Problem statement ::
Copy everything from the start of the listing down to and including the line containing "pixel 642 396", and shift each coordinate in the answer points up by 46 while leaving all other lines unchanged.
**********
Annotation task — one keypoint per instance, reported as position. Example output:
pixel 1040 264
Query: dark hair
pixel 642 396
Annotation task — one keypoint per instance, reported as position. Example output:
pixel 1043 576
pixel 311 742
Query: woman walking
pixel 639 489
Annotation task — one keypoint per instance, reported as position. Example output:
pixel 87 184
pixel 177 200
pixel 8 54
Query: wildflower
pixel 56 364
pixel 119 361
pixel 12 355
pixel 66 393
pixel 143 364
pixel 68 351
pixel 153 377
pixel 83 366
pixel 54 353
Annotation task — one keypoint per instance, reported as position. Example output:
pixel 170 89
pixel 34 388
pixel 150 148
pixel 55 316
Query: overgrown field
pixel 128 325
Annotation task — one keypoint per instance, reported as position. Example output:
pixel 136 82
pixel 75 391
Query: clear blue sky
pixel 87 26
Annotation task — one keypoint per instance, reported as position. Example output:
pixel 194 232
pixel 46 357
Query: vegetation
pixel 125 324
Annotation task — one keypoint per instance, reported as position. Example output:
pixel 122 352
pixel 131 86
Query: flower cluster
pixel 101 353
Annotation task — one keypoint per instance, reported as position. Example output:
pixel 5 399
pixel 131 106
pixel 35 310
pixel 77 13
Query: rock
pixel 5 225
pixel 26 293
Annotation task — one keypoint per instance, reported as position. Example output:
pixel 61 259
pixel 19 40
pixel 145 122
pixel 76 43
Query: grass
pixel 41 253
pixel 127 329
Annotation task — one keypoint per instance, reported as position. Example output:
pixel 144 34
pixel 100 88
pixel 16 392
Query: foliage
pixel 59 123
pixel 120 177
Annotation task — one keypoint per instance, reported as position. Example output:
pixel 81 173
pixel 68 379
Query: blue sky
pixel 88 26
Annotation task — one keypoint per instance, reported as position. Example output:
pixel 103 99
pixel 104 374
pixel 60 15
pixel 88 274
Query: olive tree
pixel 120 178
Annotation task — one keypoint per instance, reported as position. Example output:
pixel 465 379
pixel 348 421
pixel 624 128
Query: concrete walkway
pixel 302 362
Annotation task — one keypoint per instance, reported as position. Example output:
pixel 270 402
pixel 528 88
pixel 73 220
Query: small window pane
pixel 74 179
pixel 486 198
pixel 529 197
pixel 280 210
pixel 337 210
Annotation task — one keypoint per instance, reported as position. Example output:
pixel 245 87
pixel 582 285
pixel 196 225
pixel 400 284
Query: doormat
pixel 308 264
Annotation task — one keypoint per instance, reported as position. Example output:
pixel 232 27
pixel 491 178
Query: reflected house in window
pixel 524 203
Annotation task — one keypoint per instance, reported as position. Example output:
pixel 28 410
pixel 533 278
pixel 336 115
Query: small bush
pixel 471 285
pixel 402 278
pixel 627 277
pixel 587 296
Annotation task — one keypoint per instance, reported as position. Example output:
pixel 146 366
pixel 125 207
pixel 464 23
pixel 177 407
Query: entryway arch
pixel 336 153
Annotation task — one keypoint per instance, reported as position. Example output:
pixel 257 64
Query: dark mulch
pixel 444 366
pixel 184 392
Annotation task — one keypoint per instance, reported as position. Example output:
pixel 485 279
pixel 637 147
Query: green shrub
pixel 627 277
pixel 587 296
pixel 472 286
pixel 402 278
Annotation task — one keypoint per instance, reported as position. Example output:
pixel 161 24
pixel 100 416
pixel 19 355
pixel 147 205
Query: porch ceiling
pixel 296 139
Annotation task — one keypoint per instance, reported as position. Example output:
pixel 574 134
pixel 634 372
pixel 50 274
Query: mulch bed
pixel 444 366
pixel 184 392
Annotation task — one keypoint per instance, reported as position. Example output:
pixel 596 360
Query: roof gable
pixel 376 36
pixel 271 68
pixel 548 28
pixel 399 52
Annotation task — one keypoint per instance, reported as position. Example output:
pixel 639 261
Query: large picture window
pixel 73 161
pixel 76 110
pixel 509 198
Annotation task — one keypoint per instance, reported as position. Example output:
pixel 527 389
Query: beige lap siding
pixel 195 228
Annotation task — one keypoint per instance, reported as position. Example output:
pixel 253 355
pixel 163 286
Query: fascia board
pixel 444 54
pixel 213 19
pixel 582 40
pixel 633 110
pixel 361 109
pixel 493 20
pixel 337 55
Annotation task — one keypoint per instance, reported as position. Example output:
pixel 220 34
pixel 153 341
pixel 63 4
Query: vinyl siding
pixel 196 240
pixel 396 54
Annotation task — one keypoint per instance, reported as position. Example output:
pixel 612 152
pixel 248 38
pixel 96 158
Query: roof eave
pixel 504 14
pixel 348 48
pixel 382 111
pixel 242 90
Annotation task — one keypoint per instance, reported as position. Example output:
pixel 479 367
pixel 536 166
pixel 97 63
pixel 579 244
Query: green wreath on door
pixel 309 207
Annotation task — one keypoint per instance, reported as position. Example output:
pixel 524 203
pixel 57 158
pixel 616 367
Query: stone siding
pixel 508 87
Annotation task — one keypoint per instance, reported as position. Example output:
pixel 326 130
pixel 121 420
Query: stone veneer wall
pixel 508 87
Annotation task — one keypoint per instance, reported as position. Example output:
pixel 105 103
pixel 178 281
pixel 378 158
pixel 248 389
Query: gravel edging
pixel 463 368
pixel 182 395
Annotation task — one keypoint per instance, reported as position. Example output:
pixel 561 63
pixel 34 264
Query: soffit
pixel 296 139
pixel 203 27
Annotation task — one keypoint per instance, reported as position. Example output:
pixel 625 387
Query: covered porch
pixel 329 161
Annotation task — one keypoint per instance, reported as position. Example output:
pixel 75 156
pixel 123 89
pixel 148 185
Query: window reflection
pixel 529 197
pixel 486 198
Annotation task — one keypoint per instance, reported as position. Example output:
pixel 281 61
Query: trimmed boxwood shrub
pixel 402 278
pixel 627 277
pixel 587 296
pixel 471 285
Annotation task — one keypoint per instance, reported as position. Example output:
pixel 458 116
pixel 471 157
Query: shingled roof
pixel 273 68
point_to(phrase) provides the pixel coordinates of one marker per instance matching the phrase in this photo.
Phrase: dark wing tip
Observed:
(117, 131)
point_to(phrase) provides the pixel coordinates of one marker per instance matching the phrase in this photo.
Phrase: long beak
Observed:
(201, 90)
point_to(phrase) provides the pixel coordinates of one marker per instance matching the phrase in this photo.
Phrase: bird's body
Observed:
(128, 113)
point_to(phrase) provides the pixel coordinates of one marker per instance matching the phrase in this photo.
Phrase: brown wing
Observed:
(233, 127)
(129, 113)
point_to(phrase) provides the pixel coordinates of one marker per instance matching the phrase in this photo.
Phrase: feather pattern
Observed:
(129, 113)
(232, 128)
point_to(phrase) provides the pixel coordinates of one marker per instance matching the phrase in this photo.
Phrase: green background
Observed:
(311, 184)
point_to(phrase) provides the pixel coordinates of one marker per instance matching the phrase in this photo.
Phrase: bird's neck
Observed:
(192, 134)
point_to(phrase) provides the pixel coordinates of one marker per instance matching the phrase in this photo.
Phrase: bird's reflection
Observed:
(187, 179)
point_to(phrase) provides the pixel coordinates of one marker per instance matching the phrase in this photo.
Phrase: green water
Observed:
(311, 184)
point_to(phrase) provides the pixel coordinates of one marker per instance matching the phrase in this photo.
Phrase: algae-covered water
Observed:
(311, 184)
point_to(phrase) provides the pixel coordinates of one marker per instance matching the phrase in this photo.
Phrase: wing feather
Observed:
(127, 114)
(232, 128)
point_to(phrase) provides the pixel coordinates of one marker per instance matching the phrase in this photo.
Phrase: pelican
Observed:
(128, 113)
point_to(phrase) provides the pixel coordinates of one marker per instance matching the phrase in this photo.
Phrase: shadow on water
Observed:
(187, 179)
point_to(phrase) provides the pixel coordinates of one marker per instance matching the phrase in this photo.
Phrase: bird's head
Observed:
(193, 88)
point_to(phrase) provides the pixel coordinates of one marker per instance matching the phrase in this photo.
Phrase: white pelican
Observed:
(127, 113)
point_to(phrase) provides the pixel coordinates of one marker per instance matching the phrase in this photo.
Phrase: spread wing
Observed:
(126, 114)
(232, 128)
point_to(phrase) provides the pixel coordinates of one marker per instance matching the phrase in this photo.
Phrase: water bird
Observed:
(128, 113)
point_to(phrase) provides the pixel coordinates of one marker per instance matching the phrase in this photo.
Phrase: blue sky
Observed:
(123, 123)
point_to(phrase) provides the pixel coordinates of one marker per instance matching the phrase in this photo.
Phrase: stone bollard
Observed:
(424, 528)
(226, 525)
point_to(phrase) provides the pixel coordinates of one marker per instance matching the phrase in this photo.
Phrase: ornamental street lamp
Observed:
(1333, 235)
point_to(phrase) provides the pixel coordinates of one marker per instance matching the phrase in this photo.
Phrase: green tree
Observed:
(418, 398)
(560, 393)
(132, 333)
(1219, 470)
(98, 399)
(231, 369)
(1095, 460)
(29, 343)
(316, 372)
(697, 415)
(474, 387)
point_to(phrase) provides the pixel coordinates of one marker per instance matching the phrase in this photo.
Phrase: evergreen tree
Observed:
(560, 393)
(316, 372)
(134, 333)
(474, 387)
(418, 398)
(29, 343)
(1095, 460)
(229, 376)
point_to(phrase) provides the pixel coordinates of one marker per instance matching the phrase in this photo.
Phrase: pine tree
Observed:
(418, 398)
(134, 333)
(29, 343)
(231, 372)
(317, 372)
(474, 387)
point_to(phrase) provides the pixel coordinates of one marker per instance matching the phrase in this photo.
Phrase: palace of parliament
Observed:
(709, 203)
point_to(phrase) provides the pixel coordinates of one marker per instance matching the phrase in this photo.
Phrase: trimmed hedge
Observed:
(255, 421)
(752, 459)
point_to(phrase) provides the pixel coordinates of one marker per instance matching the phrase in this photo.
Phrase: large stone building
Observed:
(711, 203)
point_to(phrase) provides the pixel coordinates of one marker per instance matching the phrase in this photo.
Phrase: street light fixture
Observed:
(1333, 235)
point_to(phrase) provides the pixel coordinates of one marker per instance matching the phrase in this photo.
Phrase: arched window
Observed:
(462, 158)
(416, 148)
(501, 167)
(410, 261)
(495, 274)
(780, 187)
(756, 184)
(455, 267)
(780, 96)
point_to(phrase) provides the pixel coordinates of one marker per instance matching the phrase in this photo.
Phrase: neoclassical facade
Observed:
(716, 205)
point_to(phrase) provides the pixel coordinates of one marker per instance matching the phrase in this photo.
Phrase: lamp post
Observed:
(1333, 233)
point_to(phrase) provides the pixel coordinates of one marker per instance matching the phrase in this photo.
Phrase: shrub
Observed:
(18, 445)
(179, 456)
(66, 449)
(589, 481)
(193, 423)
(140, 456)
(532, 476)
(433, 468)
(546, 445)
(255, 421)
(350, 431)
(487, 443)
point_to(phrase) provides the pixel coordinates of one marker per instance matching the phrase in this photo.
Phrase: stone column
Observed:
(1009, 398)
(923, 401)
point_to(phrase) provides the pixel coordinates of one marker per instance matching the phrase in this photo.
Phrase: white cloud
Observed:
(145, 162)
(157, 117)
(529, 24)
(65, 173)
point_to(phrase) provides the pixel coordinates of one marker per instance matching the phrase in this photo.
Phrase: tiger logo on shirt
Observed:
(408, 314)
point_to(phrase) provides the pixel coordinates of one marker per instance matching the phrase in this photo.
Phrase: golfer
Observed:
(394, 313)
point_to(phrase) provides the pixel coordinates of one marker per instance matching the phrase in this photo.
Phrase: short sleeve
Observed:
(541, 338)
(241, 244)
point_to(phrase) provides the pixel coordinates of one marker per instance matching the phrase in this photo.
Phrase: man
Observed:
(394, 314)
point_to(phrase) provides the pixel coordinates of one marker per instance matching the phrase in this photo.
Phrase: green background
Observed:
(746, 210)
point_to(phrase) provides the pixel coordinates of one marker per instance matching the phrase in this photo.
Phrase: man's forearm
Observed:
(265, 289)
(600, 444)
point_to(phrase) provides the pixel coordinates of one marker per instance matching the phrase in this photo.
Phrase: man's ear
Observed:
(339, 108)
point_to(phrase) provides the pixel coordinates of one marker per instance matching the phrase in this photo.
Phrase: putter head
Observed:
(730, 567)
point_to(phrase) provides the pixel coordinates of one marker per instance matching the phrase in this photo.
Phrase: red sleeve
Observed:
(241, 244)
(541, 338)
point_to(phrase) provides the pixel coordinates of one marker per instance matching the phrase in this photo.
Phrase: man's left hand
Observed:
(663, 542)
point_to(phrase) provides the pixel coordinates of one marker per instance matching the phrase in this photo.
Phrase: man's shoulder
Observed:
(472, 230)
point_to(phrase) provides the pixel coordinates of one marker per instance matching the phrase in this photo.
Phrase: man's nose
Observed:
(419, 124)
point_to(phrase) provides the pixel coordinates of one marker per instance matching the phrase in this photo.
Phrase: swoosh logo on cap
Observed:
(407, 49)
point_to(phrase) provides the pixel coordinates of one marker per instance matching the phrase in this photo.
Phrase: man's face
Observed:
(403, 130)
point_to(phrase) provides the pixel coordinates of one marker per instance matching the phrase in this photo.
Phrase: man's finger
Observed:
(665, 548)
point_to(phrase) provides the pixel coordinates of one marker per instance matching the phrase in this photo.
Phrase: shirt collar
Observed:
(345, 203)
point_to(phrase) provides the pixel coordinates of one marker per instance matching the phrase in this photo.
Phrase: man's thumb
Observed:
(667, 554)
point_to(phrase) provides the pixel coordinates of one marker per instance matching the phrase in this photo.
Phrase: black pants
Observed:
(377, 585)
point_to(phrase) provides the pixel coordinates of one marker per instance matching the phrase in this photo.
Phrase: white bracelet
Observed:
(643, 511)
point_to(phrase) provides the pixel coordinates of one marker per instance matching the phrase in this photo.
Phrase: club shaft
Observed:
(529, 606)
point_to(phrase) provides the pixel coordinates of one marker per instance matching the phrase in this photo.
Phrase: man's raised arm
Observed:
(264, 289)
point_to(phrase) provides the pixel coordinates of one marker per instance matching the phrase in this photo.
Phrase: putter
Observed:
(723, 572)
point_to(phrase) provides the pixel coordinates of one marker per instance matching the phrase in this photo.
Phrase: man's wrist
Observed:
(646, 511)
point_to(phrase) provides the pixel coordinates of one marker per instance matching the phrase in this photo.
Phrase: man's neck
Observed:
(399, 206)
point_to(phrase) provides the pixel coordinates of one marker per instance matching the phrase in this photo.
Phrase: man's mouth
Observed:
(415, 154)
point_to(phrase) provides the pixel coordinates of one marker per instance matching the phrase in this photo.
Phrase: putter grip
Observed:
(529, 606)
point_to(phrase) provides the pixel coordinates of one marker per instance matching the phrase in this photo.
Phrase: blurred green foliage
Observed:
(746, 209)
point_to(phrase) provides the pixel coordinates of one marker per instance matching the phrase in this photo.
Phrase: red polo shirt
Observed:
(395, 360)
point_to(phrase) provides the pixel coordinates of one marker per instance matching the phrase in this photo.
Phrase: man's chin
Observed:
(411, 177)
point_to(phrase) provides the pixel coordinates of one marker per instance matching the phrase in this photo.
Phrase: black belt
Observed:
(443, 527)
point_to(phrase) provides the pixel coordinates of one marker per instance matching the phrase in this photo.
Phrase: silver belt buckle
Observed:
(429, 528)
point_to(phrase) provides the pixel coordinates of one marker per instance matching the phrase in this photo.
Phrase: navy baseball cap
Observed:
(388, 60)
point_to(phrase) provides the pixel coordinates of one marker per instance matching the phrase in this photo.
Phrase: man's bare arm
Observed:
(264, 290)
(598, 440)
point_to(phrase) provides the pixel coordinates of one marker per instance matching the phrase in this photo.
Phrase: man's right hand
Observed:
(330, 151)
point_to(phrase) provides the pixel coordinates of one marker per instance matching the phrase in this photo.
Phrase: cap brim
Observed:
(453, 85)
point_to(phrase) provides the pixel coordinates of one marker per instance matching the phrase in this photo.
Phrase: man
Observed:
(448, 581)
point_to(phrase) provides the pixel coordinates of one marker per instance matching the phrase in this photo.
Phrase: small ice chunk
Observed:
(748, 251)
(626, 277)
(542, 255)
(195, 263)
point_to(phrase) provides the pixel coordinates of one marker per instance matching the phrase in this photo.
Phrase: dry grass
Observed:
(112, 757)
**********
Full output ::
Annotation task — one keypoint per instance, reported as position. Example output:
pixel 1040 264
Query: dark hair
pixel 688 442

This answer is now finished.